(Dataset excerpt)
--- begin ---

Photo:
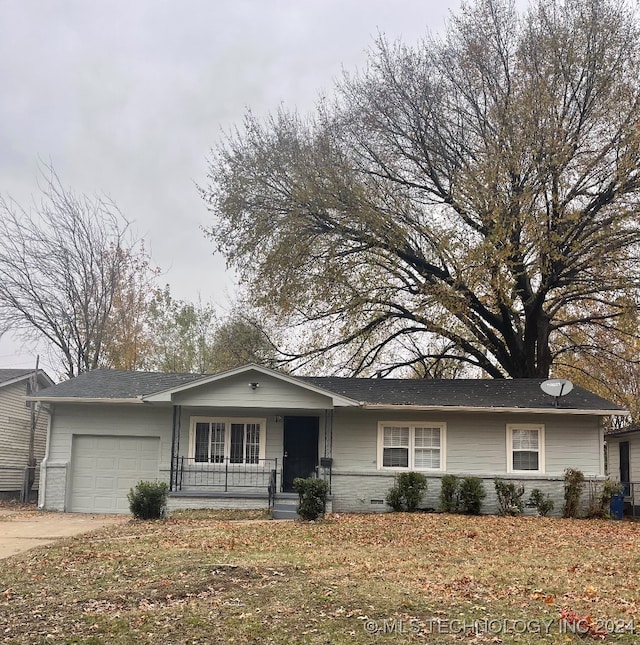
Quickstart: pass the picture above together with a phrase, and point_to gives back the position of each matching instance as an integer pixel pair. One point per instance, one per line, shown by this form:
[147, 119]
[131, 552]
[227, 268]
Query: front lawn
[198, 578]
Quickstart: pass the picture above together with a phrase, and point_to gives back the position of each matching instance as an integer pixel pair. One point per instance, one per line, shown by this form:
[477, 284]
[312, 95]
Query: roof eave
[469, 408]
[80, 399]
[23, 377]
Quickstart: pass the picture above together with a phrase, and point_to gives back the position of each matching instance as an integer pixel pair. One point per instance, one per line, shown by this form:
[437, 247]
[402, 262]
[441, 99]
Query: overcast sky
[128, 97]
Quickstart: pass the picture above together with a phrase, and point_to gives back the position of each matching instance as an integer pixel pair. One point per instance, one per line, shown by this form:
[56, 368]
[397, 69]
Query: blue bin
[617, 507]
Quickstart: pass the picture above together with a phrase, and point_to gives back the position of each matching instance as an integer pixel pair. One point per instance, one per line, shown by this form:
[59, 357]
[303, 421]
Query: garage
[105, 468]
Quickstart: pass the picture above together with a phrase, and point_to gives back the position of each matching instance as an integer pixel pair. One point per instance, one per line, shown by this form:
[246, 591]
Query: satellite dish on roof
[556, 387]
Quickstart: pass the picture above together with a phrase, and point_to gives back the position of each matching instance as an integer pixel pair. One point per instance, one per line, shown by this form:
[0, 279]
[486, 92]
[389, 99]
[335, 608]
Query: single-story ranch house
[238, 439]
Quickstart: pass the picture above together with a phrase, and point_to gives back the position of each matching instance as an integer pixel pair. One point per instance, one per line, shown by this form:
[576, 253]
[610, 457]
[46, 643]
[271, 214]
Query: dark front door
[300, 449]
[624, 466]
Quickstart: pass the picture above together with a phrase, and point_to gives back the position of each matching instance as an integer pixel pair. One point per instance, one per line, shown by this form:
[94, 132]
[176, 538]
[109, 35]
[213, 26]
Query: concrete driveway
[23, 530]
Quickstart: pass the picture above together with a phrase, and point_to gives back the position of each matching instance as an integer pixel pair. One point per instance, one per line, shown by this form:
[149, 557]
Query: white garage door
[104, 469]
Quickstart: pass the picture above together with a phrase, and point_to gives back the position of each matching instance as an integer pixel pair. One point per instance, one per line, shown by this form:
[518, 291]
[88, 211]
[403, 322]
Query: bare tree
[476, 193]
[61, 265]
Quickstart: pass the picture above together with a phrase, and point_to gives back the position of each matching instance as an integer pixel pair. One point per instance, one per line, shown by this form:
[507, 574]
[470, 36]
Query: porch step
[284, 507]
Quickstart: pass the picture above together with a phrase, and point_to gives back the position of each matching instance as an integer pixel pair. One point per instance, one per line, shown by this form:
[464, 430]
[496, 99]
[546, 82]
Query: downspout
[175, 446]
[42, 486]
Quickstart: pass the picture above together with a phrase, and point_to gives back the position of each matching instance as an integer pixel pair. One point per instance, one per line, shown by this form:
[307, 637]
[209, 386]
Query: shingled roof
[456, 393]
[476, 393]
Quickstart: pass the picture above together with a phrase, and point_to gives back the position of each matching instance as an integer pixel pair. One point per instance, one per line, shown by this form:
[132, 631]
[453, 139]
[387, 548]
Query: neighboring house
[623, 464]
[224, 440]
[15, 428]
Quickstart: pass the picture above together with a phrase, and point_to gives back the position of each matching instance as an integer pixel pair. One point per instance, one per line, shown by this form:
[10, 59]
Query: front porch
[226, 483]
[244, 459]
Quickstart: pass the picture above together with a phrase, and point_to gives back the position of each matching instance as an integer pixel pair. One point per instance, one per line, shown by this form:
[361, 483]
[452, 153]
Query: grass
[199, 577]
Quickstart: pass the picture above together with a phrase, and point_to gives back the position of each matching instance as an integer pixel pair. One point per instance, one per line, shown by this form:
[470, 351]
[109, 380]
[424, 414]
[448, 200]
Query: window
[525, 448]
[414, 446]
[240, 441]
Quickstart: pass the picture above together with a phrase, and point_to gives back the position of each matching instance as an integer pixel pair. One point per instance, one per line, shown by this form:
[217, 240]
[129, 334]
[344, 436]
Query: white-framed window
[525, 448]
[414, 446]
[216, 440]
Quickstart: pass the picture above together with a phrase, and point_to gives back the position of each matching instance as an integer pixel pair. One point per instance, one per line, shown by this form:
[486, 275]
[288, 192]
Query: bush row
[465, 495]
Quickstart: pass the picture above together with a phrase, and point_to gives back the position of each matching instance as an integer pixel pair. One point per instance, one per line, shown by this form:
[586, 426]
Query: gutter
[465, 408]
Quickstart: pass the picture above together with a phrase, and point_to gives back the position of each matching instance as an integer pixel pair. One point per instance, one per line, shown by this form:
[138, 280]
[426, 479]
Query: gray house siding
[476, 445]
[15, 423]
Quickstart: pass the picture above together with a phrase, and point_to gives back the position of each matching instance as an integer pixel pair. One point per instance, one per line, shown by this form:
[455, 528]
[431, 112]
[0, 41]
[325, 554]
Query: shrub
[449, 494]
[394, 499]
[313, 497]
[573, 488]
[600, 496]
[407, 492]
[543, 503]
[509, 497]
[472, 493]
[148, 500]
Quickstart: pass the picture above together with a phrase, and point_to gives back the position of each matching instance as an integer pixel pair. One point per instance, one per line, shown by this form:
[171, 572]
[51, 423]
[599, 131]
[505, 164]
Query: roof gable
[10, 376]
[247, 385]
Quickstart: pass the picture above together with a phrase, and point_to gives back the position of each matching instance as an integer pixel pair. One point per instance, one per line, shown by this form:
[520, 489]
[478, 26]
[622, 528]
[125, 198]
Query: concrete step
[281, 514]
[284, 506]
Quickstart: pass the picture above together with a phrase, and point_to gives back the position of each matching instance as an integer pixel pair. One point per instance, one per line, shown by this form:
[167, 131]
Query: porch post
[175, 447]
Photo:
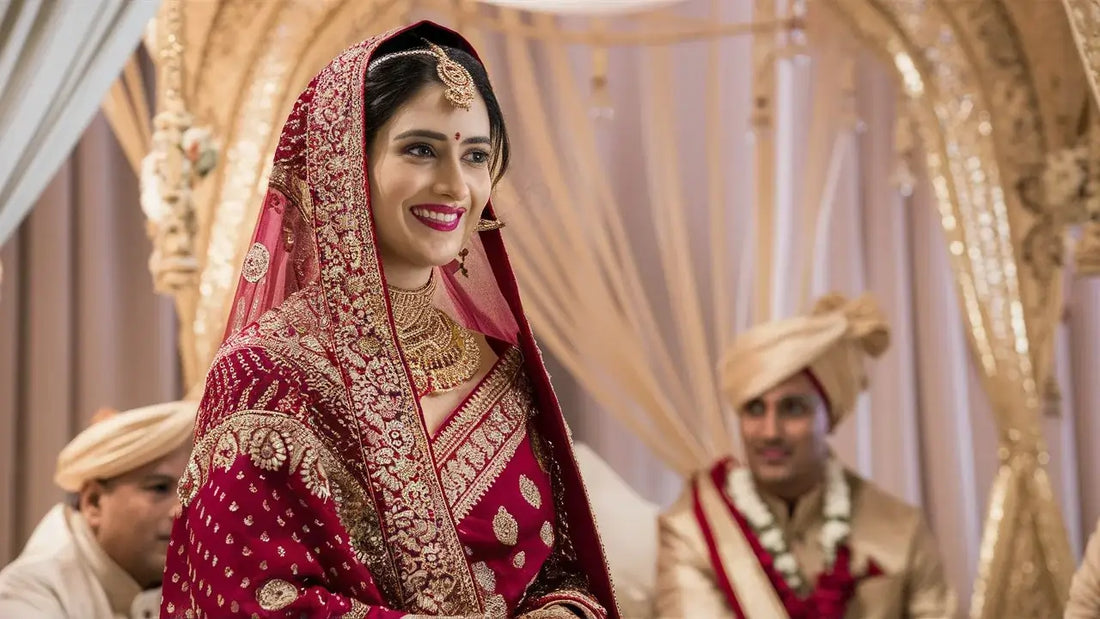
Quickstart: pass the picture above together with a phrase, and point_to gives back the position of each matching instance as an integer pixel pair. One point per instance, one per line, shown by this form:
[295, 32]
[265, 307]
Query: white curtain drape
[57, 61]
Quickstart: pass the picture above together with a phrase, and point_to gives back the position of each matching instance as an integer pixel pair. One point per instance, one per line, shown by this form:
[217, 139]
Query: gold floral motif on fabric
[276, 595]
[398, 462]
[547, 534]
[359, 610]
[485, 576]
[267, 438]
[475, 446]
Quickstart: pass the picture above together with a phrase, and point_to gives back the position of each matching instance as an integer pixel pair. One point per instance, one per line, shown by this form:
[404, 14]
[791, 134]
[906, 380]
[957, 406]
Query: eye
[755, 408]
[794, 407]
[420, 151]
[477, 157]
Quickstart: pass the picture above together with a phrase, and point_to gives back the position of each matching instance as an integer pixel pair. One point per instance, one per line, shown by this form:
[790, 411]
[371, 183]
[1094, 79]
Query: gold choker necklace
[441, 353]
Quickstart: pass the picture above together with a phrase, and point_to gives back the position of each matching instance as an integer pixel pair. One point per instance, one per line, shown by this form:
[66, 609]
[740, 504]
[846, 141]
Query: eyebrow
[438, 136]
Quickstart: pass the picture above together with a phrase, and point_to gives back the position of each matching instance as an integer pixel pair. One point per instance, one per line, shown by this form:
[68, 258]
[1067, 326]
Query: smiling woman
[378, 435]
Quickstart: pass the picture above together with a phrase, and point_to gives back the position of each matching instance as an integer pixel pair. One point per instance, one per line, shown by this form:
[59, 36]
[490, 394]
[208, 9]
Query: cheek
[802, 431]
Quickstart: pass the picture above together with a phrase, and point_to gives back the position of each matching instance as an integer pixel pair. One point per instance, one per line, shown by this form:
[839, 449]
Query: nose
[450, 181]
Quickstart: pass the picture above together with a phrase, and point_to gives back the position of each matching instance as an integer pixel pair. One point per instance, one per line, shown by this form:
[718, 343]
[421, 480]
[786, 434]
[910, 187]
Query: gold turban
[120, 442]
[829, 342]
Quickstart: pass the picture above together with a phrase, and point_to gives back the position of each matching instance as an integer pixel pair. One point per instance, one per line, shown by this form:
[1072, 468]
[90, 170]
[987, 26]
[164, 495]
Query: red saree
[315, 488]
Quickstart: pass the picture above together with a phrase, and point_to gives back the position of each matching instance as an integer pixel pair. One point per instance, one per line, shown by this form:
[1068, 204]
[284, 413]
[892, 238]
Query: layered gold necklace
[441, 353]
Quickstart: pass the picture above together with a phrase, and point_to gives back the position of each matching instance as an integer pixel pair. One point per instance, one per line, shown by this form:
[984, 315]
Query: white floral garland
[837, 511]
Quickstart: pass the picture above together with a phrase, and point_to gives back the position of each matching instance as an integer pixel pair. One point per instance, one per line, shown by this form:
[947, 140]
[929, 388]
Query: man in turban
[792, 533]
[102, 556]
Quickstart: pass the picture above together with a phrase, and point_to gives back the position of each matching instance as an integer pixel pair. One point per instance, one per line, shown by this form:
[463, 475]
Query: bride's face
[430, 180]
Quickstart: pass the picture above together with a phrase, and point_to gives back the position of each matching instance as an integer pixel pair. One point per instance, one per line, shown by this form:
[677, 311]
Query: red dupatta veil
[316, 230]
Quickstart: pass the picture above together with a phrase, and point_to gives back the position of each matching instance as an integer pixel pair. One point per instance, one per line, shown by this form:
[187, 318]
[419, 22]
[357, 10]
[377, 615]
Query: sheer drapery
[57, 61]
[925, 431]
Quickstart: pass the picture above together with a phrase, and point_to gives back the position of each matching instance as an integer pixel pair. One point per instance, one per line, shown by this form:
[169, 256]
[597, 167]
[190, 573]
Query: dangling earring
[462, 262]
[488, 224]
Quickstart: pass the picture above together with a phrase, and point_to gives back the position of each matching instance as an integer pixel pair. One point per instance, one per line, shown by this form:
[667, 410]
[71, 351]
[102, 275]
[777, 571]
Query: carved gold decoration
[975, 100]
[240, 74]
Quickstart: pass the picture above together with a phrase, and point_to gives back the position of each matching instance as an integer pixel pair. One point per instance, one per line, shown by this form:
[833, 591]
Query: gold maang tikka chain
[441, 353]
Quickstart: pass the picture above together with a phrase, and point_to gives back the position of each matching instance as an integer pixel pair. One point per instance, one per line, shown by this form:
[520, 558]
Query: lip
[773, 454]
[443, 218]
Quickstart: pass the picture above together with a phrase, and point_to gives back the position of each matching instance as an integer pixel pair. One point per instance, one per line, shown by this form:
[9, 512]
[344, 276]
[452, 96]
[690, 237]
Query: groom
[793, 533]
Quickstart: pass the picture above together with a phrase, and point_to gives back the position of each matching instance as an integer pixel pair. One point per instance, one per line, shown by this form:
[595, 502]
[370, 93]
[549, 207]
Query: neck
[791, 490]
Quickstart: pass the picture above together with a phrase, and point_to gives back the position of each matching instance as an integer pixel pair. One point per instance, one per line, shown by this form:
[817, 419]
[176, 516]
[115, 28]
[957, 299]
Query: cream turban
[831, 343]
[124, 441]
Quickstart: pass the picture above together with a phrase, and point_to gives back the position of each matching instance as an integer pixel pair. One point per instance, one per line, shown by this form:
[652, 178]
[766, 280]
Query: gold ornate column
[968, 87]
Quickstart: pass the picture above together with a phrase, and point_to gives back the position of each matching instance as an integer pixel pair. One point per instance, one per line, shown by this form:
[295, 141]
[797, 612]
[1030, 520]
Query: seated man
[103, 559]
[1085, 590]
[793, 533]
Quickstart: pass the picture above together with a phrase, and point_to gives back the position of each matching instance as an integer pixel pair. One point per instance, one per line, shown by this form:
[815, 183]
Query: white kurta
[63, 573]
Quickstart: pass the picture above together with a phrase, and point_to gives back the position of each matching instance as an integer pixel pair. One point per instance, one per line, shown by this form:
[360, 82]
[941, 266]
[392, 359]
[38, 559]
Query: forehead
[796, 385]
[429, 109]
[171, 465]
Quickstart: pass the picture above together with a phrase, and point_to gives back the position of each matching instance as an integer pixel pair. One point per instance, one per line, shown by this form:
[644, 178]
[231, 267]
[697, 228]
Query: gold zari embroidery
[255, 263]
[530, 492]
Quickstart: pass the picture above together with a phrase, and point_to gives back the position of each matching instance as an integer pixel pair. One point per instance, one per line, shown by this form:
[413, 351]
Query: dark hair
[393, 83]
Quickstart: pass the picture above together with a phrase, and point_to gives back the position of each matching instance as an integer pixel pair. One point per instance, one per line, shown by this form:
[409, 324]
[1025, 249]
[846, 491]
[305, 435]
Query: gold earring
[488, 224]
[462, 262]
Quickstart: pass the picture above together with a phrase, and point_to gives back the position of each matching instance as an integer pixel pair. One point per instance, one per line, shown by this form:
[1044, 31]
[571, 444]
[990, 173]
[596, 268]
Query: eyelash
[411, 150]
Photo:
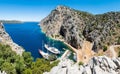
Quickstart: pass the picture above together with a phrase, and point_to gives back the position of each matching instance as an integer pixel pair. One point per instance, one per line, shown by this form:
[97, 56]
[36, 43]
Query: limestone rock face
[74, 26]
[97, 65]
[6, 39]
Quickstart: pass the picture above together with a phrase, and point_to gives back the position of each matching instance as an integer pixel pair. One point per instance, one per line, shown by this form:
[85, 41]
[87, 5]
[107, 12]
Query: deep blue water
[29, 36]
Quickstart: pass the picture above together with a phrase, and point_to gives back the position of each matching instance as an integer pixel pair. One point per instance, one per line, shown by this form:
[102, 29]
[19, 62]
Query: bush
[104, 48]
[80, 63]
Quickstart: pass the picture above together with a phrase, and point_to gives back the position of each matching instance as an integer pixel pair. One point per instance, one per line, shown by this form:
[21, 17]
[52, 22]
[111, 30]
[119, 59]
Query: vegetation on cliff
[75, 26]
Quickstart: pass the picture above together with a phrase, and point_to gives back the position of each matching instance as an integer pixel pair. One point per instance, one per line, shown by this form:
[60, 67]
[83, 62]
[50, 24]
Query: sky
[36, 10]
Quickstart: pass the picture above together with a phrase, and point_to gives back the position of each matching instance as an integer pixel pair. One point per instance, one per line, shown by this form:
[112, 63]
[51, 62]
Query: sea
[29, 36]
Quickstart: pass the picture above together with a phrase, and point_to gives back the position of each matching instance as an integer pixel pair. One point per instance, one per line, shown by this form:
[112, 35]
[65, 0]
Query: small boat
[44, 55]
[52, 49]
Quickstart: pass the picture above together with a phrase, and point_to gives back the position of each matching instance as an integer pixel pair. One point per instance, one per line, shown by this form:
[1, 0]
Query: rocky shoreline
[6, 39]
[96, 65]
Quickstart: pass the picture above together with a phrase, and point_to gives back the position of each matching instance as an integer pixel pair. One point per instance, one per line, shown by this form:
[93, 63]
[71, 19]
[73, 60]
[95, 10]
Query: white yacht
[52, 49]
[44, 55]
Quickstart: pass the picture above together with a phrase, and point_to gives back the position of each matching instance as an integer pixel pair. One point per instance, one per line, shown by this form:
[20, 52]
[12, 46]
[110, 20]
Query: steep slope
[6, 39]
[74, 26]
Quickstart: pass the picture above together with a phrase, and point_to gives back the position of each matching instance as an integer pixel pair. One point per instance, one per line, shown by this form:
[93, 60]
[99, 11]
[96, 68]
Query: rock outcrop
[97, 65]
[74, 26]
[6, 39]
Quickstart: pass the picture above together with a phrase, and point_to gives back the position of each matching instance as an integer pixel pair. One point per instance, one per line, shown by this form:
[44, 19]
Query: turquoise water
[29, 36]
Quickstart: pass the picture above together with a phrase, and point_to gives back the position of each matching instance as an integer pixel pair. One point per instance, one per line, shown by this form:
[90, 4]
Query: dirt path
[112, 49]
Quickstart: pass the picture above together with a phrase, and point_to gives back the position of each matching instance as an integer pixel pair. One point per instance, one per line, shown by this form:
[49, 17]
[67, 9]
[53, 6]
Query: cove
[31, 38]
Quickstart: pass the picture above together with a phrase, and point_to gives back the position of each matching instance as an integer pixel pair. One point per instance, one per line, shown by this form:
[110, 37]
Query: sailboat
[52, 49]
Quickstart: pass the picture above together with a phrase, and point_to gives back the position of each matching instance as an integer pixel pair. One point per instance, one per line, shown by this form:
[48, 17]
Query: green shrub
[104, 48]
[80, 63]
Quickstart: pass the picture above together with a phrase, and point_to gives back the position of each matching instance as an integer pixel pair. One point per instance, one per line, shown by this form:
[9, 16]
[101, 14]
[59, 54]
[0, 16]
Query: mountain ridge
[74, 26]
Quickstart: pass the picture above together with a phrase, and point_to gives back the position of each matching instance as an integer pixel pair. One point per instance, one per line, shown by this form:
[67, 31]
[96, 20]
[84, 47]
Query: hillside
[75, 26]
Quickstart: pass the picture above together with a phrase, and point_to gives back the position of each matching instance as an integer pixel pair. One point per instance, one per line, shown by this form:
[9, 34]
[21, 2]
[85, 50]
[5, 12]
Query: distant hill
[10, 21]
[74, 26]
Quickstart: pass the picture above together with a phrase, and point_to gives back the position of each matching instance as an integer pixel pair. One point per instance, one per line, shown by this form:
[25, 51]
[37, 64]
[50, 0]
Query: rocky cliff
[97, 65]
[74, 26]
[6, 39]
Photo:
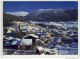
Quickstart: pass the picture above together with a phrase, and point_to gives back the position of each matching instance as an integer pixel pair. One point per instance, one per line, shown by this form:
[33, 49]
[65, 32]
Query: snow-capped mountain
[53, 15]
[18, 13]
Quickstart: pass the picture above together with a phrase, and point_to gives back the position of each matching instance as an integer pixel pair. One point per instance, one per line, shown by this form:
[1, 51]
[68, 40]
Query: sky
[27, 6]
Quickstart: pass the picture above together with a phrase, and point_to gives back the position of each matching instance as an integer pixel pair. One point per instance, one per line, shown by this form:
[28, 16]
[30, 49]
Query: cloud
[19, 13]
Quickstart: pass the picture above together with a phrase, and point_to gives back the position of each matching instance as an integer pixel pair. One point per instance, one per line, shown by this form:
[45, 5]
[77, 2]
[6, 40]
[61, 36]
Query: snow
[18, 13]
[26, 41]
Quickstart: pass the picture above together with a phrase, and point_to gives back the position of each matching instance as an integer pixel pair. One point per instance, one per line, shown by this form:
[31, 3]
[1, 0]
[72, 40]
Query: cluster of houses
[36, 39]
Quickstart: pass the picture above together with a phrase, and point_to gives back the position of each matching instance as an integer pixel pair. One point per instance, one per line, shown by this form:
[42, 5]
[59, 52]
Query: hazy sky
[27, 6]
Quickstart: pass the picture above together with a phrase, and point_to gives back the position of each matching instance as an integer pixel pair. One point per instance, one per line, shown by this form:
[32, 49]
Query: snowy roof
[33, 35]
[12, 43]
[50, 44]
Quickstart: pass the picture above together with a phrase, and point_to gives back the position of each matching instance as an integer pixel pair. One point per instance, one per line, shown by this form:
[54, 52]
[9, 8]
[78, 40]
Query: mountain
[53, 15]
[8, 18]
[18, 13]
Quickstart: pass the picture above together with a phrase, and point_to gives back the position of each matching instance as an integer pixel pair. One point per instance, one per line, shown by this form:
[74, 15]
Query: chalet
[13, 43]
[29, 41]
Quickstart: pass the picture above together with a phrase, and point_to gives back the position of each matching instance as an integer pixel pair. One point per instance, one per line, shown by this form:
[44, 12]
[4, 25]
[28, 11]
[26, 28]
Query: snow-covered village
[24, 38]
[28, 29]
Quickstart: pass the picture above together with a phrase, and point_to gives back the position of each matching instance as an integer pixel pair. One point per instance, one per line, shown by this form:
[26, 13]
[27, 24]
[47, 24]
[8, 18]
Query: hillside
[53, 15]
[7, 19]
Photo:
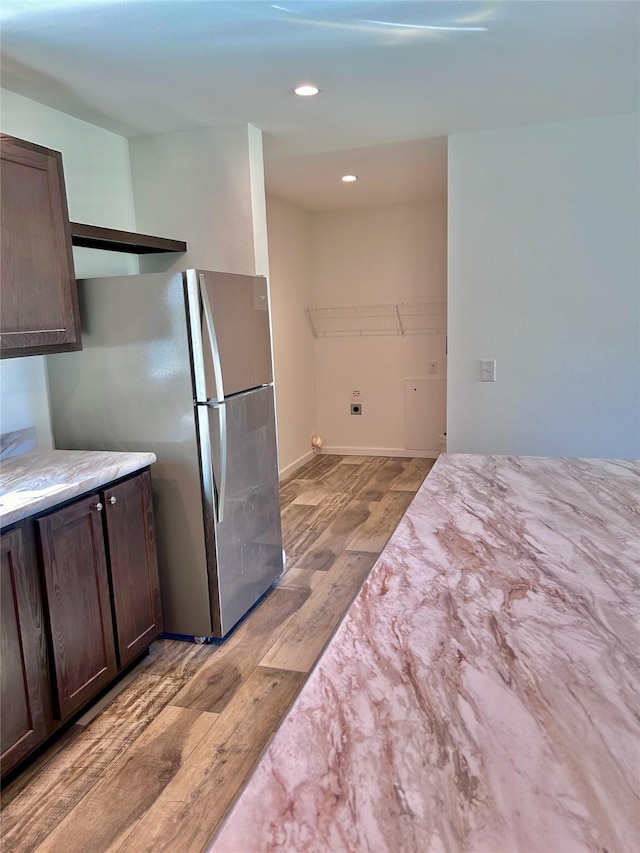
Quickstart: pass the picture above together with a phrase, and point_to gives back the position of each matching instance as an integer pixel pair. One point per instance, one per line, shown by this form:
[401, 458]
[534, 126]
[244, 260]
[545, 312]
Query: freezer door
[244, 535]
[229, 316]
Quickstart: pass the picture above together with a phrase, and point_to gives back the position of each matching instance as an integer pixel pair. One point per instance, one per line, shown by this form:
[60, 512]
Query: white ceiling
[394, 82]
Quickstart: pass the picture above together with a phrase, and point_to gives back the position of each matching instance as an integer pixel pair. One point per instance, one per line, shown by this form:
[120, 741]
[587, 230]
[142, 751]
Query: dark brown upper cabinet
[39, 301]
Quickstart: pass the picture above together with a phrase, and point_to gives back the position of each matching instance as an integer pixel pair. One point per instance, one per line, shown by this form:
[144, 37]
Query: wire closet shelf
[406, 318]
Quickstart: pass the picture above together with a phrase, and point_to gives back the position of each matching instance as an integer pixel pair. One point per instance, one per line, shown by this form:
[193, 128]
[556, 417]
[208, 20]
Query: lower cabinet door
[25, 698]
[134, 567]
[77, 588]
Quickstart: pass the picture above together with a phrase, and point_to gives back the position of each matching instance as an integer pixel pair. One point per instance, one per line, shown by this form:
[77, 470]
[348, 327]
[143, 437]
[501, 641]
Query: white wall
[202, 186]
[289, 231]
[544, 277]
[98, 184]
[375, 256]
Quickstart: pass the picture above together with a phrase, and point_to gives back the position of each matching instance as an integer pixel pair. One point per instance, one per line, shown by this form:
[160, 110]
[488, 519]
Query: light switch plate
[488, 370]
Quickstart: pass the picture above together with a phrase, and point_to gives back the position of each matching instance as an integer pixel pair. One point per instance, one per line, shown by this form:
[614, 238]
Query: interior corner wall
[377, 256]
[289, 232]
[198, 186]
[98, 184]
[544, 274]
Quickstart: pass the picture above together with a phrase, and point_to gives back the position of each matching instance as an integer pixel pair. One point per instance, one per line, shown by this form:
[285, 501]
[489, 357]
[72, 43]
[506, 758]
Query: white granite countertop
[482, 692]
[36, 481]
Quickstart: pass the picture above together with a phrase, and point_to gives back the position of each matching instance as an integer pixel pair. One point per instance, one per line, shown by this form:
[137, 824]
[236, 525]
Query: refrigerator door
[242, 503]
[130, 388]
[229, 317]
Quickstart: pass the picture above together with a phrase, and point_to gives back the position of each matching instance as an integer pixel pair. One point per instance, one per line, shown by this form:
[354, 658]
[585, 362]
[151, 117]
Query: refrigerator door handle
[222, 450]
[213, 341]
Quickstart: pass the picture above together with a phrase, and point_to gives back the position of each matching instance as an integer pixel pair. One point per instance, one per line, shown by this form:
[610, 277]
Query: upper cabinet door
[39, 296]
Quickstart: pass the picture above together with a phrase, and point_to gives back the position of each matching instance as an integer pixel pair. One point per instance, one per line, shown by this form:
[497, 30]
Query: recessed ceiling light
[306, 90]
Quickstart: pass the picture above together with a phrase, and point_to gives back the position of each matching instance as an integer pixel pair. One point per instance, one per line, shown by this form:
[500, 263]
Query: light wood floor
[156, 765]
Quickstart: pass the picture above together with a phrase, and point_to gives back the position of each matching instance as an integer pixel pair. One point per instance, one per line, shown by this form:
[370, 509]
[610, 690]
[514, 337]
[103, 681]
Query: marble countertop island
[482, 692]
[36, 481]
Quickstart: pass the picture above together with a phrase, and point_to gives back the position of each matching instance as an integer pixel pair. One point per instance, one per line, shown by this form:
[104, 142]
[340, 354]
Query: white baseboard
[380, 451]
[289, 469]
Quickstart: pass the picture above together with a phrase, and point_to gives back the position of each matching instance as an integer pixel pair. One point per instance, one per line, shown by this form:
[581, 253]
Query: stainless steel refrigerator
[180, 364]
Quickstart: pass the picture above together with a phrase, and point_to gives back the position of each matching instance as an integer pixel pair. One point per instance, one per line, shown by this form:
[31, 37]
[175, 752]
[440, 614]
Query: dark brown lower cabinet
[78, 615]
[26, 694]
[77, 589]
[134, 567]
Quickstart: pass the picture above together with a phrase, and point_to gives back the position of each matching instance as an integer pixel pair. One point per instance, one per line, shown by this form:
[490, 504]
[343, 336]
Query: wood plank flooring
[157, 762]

--- end ---

- **AIM OF THE TASK**:
Pick out every line of the material above that contains the word "door", and copy each one.

- **SOLVED PROBLEM**:
Query: dark front door
Query: white garage door
Query: freezer door
Query: lower cabinet door
Query: refrigerator door
Query: refrigerator door handle
Query: upper cabinet door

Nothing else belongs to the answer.